▸ **OBJECTIVE**: Reproduce each of the following records line for line, without any change.

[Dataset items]
□ □ □ □

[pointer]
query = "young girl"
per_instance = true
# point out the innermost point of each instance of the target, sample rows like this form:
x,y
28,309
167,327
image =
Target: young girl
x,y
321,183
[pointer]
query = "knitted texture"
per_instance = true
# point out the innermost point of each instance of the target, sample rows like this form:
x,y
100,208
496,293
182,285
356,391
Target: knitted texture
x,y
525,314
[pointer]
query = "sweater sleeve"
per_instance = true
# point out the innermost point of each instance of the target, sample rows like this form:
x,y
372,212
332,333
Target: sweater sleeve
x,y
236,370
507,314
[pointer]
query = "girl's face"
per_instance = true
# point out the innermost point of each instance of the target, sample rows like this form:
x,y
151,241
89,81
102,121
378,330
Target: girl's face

□ □ □ □

▸ **THE RESULT**:
[pointer]
query = "young girl"
per_instance = true
# point out the innermost point of each instance of the target, sample rows like this form:
x,y
28,309
167,327
image =
Target: young girl
x,y
321,183
[pointer]
query = "knitted texture"
per_instance = true
# point out the innermost point of each instance of the target, sample rows like this form:
x,y
100,208
496,293
182,285
356,391
Target: knitted texture
x,y
525,314
[pointer]
query = "sweater sleeve"
per_instance = true
# point out the innermost point of each instance of the target, sample rows like this form:
x,y
372,212
332,333
Target: sweater sleeve
x,y
236,370
507,314
[pointer]
query = "girl's face"
per_instance = true
# point out the innermost point of each instance of the target, sample rows like this form:
x,y
151,241
89,81
102,121
378,330
Target: girl's face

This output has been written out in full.